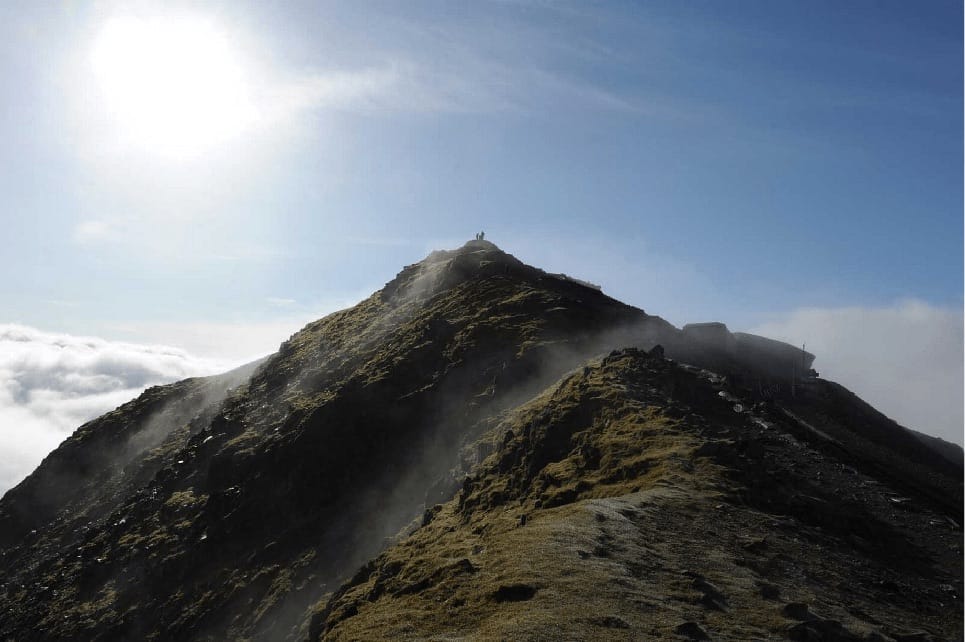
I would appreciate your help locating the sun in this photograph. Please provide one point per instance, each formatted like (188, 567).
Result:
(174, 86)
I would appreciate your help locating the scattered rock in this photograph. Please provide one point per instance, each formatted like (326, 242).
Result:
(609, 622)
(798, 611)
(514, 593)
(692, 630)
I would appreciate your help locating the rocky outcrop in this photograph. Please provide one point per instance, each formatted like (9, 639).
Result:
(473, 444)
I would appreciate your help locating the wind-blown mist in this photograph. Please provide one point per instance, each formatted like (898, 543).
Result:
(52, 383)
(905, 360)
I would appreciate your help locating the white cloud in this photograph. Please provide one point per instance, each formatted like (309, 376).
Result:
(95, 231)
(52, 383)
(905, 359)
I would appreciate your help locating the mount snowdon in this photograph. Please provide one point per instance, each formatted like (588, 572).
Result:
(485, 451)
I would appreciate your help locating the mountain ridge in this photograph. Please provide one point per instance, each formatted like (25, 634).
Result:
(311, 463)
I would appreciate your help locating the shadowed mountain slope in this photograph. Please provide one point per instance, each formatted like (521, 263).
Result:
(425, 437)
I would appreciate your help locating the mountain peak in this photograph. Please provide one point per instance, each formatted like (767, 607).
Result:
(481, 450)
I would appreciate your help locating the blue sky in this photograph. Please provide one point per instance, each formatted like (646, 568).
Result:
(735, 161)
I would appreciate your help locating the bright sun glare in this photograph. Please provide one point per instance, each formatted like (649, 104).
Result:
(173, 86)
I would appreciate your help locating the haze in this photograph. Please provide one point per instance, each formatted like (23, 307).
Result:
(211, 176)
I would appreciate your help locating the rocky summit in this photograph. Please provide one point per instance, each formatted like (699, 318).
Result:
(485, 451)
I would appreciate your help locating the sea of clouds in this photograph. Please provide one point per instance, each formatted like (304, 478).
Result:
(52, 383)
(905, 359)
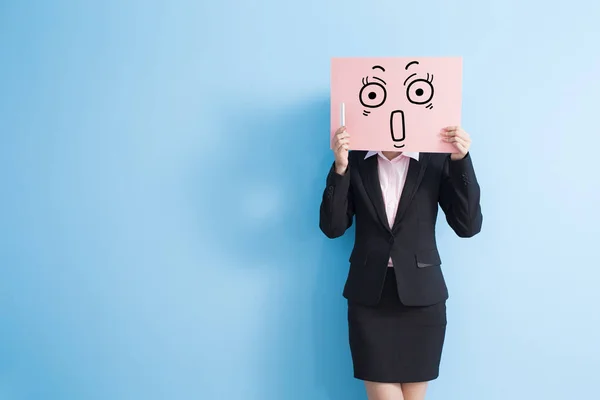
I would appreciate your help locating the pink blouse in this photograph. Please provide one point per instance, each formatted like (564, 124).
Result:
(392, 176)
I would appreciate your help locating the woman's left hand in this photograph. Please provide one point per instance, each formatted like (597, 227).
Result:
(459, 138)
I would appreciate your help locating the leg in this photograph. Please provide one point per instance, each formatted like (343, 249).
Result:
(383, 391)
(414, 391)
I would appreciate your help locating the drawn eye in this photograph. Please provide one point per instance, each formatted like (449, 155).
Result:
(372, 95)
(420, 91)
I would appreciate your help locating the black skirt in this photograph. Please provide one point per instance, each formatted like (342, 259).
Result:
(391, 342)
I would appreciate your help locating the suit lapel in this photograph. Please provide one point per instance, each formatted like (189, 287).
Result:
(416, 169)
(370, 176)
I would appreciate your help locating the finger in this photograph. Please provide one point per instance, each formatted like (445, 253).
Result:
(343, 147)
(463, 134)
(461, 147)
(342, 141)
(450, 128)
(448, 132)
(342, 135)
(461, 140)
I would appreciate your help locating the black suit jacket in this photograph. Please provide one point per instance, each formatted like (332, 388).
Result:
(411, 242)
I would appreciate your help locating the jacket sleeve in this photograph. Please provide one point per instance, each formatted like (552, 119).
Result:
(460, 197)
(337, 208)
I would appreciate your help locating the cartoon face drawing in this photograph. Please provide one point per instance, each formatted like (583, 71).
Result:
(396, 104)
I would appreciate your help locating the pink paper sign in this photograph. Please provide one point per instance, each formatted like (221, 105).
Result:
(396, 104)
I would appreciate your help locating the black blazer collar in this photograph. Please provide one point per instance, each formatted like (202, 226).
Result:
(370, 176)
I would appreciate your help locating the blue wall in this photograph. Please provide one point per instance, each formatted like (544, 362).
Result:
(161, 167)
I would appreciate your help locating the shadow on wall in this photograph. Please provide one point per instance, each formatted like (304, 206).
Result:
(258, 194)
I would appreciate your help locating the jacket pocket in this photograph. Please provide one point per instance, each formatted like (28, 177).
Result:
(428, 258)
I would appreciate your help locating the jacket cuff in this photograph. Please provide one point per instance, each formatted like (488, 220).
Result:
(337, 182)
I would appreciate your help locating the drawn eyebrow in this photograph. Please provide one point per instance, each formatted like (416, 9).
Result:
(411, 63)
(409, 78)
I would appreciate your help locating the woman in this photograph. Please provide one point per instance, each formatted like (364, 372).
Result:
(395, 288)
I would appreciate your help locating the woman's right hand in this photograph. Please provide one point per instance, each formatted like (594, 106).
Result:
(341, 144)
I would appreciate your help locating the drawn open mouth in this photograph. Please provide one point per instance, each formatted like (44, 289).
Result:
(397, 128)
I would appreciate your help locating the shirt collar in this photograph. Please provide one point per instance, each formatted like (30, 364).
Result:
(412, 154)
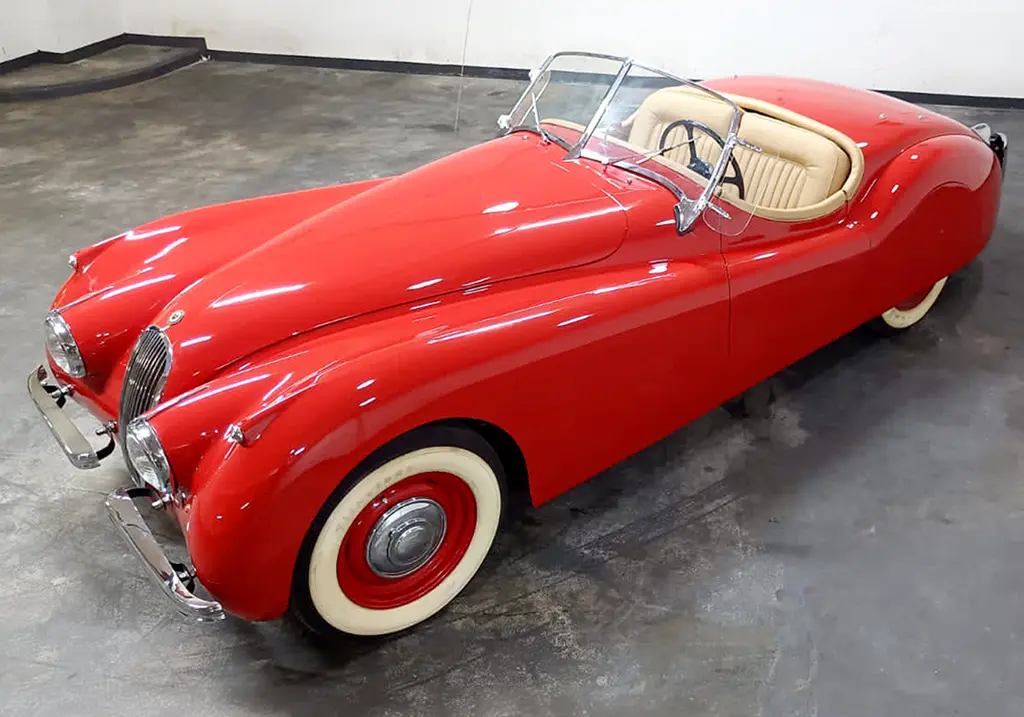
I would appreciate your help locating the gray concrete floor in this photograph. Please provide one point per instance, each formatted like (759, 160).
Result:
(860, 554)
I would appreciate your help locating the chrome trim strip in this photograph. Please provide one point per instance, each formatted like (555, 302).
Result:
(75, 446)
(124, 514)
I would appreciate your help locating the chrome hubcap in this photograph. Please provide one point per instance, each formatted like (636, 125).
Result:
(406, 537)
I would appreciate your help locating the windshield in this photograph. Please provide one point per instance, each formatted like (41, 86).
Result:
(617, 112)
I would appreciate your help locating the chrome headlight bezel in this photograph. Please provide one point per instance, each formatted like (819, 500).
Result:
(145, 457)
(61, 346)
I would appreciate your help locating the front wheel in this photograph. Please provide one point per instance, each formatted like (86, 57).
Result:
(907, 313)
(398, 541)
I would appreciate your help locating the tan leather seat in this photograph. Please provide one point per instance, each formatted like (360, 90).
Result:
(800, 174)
■ ■ ■
Would you repeat the entries exactly, but with no pictures?

Task response:
I would appreciate your help locating the sun in this photograph. Please provide one point per instance, each formatted like (188, 567).
Result:
(174, 86)
I would appreciate your help locating the scattered rock in this photograph. Please provide one point per instance, each formatted like (326, 242).
Result:
(609, 622)
(798, 611)
(514, 593)
(692, 630)
I would appreciate your help locating the rocky outcrop in this photograph. Please provide one point per instance, each formatted like (9, 639).
Result:
(473, 444)
I would appreciate your help locating the wind-blown mist in this photograph. Please provide one point per instance, each formatted like (898, 543).
Result:
(52, 383)
(905, 360)
I would appreciate your help locating the white cloud in this photograph. Please provide one point per instance, each formatted like (309, 376).
Result:
(95, 231)
(52, 383)
(905, 359)
I would appreciate your help locating the mount snowdon in this photograph. Please provide one point per instance, each formatted like (588, 572).
Result:
(485, 451)
I would appreciate your help locating the mountain ridge in this photograph. Please provide one point per instance, each formatted like (25, 634).
Result:
(311, 463)
I would appreciate your help locating the shadowed mountain slope in this photograph. Please provide one point per instance, each formatted like (521, 263).
Result:
(425, 437)
I would appreciate your help locating the mountain peak in this photograph. Please provide one point per instance, each formatted like (767, 607).
Result:
(481, 450)
I would appreciate your help locating the blue sky in this photograph. Please provide one point per instance, each formatted like (646, 568).
Result:
(735, 161)
I would appreciate your help locating the bright sun glare in this photograph. Please provide one point per instance, each formatted like (649, 104).
Result:
(173, 86)
I would appreciate your help locating the haze in this photograph. Please provide one point per instance, each formatted like (23, 307).
Result:
(211, 176)
I would appreciate your help locating the rocky summit in this photograph. Please provide one point per instance, each formatted like (699, 318).
Result:
(485, 451)
I would appreciate your help locating the sea of clouds in this photograph. Please provide one point per instance, each formatted like (304, 478).
Result:
(52, 383)
(905, 359)
I would appreciate your help locating the pink blouse in this photograph. Please provide one point per instance, each formatted like (564, 124).
Result:
(392, 176)
I would appreciate your help locating the woman's left hand in this photograph. Please provide one point per instance, each formatted like (597, 227).
Result:
(459, 138)
I would appreciate your help locating the leg in this photograph. Please provide one point per instance, each formatted like (343, 249).
Result:
(383, 391)
(414, 391)
I would appreciate your help locating the drawn eye in this photograph. Please provide one point per instance, each formatted like (449, 155).
Result:
(372, 95)
(420, 91)
I would appreciate your help locating the black skirt in this photograph. Please provide one point per instance, each formatted like (342, 259).
Result:
(391, 342)
I would appreciate your help locating the suit lapel in this photograph. Please provide one point per instance, each formatted like (189, 287).
Result:
(416, 169)
(370, 176)
I would appreciate your help locating the finger in this photograph. Please provide one point per instance, each formatted like (445, 253).
Result:
(343, 147)
(463, 134)
(461, 147)
(342, 141)
(450, 128)
(448, 132)
(342, 135)
(461, 140)
I would appreciate your help locating the black suit jacket in this photograph. Please provide one point per instance, each formatted like (332, 388).
Result:
(411, 242)
I would appreciate your help locating the jacket sleeve in this photograph. Please provide one point per instance, each formatted like (552, 119).
Result:
(460, 197)
(337, 208)
I would appreciate your help locating the cartoon face drawing in this photograph. Please provide one point per instance, each formatted like (583, 71).
Result:
(396, 104)
I would appreciate your help locating the pink paper sign in this photograph. Please provide one point per instance, each formatted like (221, 105).
Result:
(396, 104)
I would appreciate your help locating the black blazer collar in this photograph. Please provide one point per instance, each formatted like (202, 226).
Result:
(370, 176)
I would appreciate your help locating the blue wall in this photograph. Please provide one point per instance, each formatted like (544, 362).
Result:
(161, 167)
I would appreciate your help locating the shadow on wall in this photograph. Please provide one point per instance, each formatted like (304, 206).
Result:
(258, 194)
I would appreciate your help locating the jacket pocket in this photograph. Please provide one point per instance, each formatted like (28, 177).
Result:
(428, 258)
I would appreciate your help locating the jacket cuff in this photograph. Please provide one point per instance, each formatted like (488, 220).
Result:
(337, 182)
I would appreciate your help locating the drawn eyebrow in this photograph. Please provide one point per instance, each formatted like (416, 9).
Result:
(411, 63)
(409, 78)
I would appreciate your help locating the woman in this photograph. Please provide one point per instance, each formatted like (364, 372).
Result:
(395, 288)
I would appreciate your help locating the woman's right hand in this photograph. Please provide one point per instance, each formatted like (594, 106).
Result:
(341, 144)
I would appreciate your help locating the drawn open mouth in this photograph. Please provide one point per instance, each formatted like (44, 289).
Result:
(397, 128)
I would appreciate your help locating the shirt collar in this photograph. Please provide one point per instance, each formatted like (30, 364).
Result:
(412, 154)
I would appreciate your help locating the gray concrete floor in this photograph. Please provide one point per instance, each formatted like (759, 160).
Result:
(860, 554)
I would appreciate your help locating the chrome trim strip in this photograph. Please provide one point per instance, each formatted like (555, 302).
Result:
(75, 446)
(124, 514)
I would appreciate your help locating the chrome hubcap in this photograph. Please provide one point per instance, each formatted like (636, 125).
Result:
(406, 537)
I would appreciate your help locating the windshield in this photograph. Please provide one point per instance, each formatted like (41, 86).
Result:
(617, 112)
I would appreciate your help locating the chrome headlight bezel in this photograph. Please provide one point per instance, each formatted like (819, 500).
Result:
(145, 457)
(61, 346)
I would appreciate your help locating the front wheel in this photograph. Please provide one point per instance, each formatted like (86, 57).
Result:
(907, 313)
(398, 541)
I would appreciate your help locating the tan leather seat in this photograph. Please provide one point per instance, each formatted like (360, 90).
Result:
(800, 174)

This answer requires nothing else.